• Task description: Rewrite the lines below so that "dropping" becomes "placing" wherever it appears, and keep everything else the same.

• Excerpted data:
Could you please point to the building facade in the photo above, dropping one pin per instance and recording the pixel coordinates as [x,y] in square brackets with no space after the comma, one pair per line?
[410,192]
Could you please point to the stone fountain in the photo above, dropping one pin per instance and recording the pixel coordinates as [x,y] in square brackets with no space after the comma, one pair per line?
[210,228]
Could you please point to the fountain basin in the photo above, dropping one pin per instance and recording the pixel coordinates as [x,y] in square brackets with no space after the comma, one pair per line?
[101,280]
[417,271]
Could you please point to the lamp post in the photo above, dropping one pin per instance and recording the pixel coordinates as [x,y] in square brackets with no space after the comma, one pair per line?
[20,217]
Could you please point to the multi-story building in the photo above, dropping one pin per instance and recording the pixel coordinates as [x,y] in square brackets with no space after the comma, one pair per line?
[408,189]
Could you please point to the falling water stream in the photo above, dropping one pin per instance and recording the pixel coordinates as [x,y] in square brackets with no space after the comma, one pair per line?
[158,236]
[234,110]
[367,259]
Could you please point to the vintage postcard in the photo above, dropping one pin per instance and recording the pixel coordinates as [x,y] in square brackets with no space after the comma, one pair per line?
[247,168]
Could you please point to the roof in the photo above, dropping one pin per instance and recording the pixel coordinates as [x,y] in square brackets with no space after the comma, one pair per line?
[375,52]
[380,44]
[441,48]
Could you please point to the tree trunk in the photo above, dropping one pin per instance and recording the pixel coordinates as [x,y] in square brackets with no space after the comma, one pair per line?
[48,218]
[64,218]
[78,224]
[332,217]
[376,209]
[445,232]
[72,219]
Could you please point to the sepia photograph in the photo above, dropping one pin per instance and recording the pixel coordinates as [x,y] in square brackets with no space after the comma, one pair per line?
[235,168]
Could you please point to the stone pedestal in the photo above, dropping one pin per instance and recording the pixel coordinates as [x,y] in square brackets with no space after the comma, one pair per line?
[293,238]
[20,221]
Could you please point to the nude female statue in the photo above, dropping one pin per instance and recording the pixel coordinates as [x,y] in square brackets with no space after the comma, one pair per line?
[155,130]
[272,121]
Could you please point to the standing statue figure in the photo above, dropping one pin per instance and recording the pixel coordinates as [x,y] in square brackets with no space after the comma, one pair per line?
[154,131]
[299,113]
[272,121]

• Solved problem:
Could you please point to the building facade in the photo above, placing one pin per instance and recording the pixel coordinates as [x,y] in square brackets with no space after the comma, one pair per line?
[410,192]
Could you please point to the stone fountain in the photo above, placing one pin per instance and recording the pixel coordinates as [x,y] in square brackets with no space after the comma, one pair per line?
[210,228]
Could you please point to the fountain basin in the photo above, placing one pin per instance and recording the pixel coordinates as [x,y] in square brackets with no space after the comma, one pair per line?
[101,280]
[417,271]
Could you please point to the lamp post in the photo above, placing one pin per instance and recording the pixel coordinates as [x,y] in square brackets with no space after the comma, one pair per line?
[20,217]
Could you please point to the multi-story building in the photo above, placing one pin per instance and recording the pixel coordinates as [x,y] in square brackets with no space after the comma, one pair per line?
[408,189]
Could you please point to the falling water stream in the photo above, placing one pin per instance and recording the pixel coordinates as [x,y] in square brackets with no space after the comma, one pair per line?
[158,236]
[234,110]
[367,259]
Could you please point to the vintage postcard in the photo above, placing one pin per instance and recording the pixel coordinates as [x,y] in square brackets with no space after the comma, one pair per line?
[247,168]
Could you please point to the roof in the photo above, placing one pin per instance and recording the pixel coordinates as [x,y] in square brackets with no space after the comma, one pair per line?
[375,52]
[380,44]
[441,48]
Could you please point to the tree trunk in the photo above, placing one pin per instance and recording the pixel coordinates as [x,y] in square brackets with no space after the comma, one pair per line?
[48,218]
[64,218]
[78,224]
[332,217]
[376,209]
[445,232]
[72,219]
Could you please point to the sepia photograph in the photo above, placing one pin per instance and recording the pixel coordinates as [x,y] in square brackets with no space after the comma, one pair per line?
[235,168]
Could you please point to the stone pedestal in the photo above, placing one pin per instance and recording the pixel coordinates as [x,y] in square brackets with no space after the comma, one pair per line?
[293,238]
[20,221]
Could you please point to the nude female statue in the photo above, placing one pin per instance and recording the pixel coordinates as [x,y] in square brackets with no space after the comma, one pair per line?
[155,130]
[272,121]
Could you please point to the standing statue figure in the photo above, placing one pin per instance and recording the pixel coordinates as [x,y] in square brackets with no space after the comma, one pair per line?
[154,131]
[299,113]
[272,121]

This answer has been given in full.